Records taken from a collection:
════════

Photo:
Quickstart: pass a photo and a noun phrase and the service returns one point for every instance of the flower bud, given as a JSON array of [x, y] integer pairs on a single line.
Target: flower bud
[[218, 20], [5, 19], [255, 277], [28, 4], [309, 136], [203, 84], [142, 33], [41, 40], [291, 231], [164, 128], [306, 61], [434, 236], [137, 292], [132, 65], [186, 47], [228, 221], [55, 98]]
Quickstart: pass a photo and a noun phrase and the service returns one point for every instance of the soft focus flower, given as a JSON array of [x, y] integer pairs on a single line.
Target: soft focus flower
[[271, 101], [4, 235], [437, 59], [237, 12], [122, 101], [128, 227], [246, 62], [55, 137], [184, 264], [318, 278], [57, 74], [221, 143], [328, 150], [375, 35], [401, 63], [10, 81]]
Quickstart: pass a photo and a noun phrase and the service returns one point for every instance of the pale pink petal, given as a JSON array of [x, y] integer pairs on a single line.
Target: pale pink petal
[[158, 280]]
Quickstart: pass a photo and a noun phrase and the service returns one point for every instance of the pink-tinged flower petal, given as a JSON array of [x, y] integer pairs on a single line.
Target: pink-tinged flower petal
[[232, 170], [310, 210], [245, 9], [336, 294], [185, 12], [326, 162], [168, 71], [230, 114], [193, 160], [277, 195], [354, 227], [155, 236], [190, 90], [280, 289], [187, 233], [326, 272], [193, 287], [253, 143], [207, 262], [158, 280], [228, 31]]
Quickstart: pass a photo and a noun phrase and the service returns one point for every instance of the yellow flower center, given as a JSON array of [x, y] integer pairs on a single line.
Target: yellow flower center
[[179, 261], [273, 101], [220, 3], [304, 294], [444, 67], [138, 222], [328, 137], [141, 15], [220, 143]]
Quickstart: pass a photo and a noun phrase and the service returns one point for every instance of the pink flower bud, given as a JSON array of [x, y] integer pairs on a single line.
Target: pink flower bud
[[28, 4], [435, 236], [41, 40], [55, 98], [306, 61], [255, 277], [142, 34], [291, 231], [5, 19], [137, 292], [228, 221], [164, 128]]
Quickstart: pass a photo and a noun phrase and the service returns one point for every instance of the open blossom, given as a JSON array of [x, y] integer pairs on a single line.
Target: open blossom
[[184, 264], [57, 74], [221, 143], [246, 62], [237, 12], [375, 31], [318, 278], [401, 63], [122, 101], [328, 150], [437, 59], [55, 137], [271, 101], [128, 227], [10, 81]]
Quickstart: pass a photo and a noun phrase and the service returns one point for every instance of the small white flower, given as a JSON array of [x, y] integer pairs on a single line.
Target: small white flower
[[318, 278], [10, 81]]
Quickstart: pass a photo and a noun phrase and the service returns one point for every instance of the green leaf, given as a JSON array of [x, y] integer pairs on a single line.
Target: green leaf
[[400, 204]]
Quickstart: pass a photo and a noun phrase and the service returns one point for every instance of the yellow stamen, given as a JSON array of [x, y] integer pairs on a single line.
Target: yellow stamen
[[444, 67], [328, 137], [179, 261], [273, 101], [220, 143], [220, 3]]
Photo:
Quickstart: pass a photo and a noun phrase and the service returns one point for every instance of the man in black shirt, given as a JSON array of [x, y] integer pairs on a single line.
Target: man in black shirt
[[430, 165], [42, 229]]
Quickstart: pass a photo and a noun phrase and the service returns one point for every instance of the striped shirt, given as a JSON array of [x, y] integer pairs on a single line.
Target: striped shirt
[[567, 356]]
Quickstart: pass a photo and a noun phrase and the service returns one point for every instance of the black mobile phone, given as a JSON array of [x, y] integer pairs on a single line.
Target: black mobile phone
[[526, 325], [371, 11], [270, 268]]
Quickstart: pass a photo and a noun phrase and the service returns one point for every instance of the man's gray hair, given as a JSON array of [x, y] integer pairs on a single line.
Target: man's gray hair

════════

Can you output all of the material above line for line, with nothing changed?

Photo:
Quickstart: pass a photo and a noun phrase and the service returns one point for every instance of the flower bud, given as a JSON array of [x, y] integer pairs on a single line.
Target: flower bud
[[218, 20], [5, 19], [255, 277], [28, 4], [309, 136], [203, 84], [142, 33], [41, 40], [291, 231], [164, 128], [306, 61], [434, 236], [137, 292], [132, 65], [186, 47], [228, 221], [55, 98]]
Quickstart: pass a photo and a noun phrase and the service returns one point for every instance of the soft focus flower, given as a JSON array of [x, y] integer pairs on a single line.
Target: soft focus flower
[[271, 101], [4, 235], [437, 59], [237, 12], [122, 101], [128, 227], [246, 62], [55, 137], [184, 264], [318, 278], [57, 74], [221, 143], [328, 150], [375, 35], [401, 63], [10, 81]]
Quickstart: pass a photo and a noun phrase and the service returns one point for every instance of the pale pink petal, given as a JSON array of [x, y] integer pairs on a single line.
Target: pale pink petal
[[158, 280]]
Quickstart: pass a photo and a noun phrase and the service returns one point for every instance of the pink-tinged flower petal, given as a JSON array of [x, y] integer pairs on a single line.
Target: pink-tinged flower petal
[[232, 170], [310, 210], [245, 9], [336, 294], [185, 12], [326, 162], [168, 71], [230, 114], [193, 160], [277, 195], [354, 227], [155, 236], [190, 90], [280, 289], [187, 233], [326, 272], [193, 287], [253, 143], [207, 262], [158, 280], [228, 31]]
Quickstart: pass a photo and a noun phrase and the service returns one point for every instance of the yellow flower center, given as a JSON array of [x, y] integer pairs on a single line.
Target: yellow flower center
[[179, 261], [273, 101], [220, 3], [304, 294], [444, 67], [138, 222], [328, 137], [141, 15], [220, 143]]
Quickstart: pass a photo and a noun phrase and the service returns one point for every instance of the pink flower bud, given as a JSON array of [x, y] integer pairs on a single line.
Target: pink flower bud
[[28, 4], [435, 236], [41, 40], [55, 98], [306, 61], [255, 277], [142, 34], [291, 231], [5, 19], [137, 292], [228, 221], [164, 128]]
Quickstart: pass a photo and a noun phrase and the service returns one point for every instance of the open blossom, given as a JSON array of [x, y] integer pairs on a single line.
Target: open blossom
[[184, 264], [57, 74], [221, 143], [246, 62], [237, 12], [375, 31], [318, 278], [401, 63], [122, 101], [328, 150], [437, 59], [55, 137], [271, 101], [128, 227], [10, 81]]
Quickstart: pass a photo and a noun phrase and the service returns one point for every instance of the small white flower, given as a JSON array of [x, y] integer pairs on a single line.
Target: small white flower
[[318, 278], [10, 81]]
Quickstart: pass a photo and a noun phrase and the service returns one point for every instance of the green leaf, given as a JSON array of [x, y] integer pairs on a single line.
Target: green leaf
[[400, 204]]
Quickstart: pass a photo and a noun phrase and the service returns one point for every instance of the yellow stamen, given as a JSON array of [x, y] integer pairs on a single line.
Target: yellow stamen
[[444, 67], [328, 137], [179, 261], [273, 101], [220, 143], [220, 3]]
Photo:
Quickstart: pass a photo and a noun phrase and the service returns one point for every instance of the man in black shirt, given as a JSON array of [x, y] integer pairs on a single line.
Target: man in black shirt
[[430, 165], [42, 229]]
Quickstart: pass a photo and a noun phrase and the service returns one point for every instance of the striped shirt, given as a JSON array of [x, y] integer pairs on a single line.
Target: striped shirt
[[567, 356]]
Quickstart: pass a photo and a noun phrase and the service returns one point for every instance of the black mobile phone, given as a JSON array of [x, y] integer pairs on a single line.
Target: black mobile phone
[[526, 325], [371, 11], [270, 268]]
Quickstart: pass a photo and a noun phrase and the service returns one point for every instance of the man's gray hair, given as a JSON array of [x, y] integer pairs on a single line.
Target: man's gray hair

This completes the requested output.